→ **Available data**
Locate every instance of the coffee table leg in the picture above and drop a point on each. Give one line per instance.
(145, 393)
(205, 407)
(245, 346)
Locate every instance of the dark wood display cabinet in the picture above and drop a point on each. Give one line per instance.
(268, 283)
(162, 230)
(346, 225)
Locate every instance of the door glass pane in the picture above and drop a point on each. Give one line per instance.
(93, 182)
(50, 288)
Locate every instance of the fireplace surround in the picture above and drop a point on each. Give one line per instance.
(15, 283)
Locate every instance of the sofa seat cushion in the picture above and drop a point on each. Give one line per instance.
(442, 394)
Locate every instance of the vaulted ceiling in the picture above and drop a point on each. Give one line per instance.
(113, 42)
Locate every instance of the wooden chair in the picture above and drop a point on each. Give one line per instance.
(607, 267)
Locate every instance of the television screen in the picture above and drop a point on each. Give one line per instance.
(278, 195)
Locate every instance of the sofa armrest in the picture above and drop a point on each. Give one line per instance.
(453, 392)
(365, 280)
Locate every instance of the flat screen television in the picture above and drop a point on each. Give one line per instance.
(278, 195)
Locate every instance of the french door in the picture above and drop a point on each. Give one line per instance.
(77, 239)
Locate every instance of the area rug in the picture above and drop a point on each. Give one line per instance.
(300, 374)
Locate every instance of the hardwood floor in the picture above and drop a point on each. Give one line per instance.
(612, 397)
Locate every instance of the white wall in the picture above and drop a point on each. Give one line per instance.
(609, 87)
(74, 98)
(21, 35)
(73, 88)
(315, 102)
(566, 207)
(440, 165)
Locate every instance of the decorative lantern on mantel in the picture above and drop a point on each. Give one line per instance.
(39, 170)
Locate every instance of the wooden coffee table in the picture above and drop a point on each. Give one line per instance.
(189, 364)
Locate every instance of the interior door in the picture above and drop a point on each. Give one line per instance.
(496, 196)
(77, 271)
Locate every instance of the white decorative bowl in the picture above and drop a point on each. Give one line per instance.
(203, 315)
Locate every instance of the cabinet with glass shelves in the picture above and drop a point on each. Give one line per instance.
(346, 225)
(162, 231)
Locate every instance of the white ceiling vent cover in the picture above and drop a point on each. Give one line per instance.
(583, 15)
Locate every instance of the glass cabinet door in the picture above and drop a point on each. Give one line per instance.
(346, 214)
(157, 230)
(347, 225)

→ **What is needed**
A faithful copy of all the records is required.

→ **Solution for this problem**
Locate every instance of the coffee table leg in the picture above and drop a point on each. Give one line per instance.
(145, 393)
(205, 407)
(245, 346)
Locate every instance of the dark wood display cabinet in the picture above and drop a point on each. Give one line per instance.
(268, 283)
(162, 230)
(346, 225)
Locate every instance of the door glass pane in the picture above and drop a point on each. Give one line per instance.
(93, 182)
(50, 288)
Locate every instance of the fireplace surround in the picture above and drop a point on each. Give one line per instance.
(15, 283)
Locate every instance of the sofa seat cushion in the picture above and drop a point on each. Give one line per instance.
(442, 394)
Locate every instance of the vaulted ceiling in the picture above and drop a point on each. Give one line per instance.
(113, 42)
Locate every instance of the wooden chair in the picture above and drop a point on each. Give one line per instance.
(607, 267)
Locate every instance of the television screen in the picture above and drop a point on each. Give one line per instance.
(278, 195)
Locate every instance of the sofa armrest in the picture above and drop a point on each. Give one line per instance.
(453, 392)
(365, 280)
Locate every instance of the flat screen television in the picture above and drop a point on each. Give one line per instance.
(278, 195)
Locate every instance of the french door in the picture above and drop a point on each. Give one line per instance.
(77, 239)
Locate every instance of the area rug in the picture above and drop a point on each. Give one line per instance.
(300, 374)
Locate every instance of the hardwood floor in the picture above and drop a point on each. Give one line per instance.
(612, 397)
Locate every instance of the white wall in the picture above and drop a point on each. Give one line per instance.
(609, 87)
(74, 98)
(21, 35)
(73, 88)
(315, 102)
(566, 207)
(440, 165)
Locate every instance of the decorative lantern on mantel in the picture above and drop a point on each. Give one line per instance.
(39, 170)
Locate every instance of the wooden coffee table in the picture above and drop a point on each. Give one line per instance.
(189, 364)
Locate every instance of the interior door in the picture above and drop a point on each. Give one line per instance.
(496, 196)
(77, 271)
Locate every instance of the white decorative bowl in the picture above and drop a point on each. Give one line per instance.
(203, 315)
Locate every instance of the cabinet with glass shelves in the picture above and drop a point on each. Give one line per instance.
(346, 225)
(162, 231)
Locate every instance of the white ceiling vent cover in the picture above and drop a point on each. Give one line per instance.
(583, 15)
Locate every instance of the glass cabinet door in the picture above and drop a point on each. Give one line per instance.
(346, 214)
(157, 230)
(347, 225)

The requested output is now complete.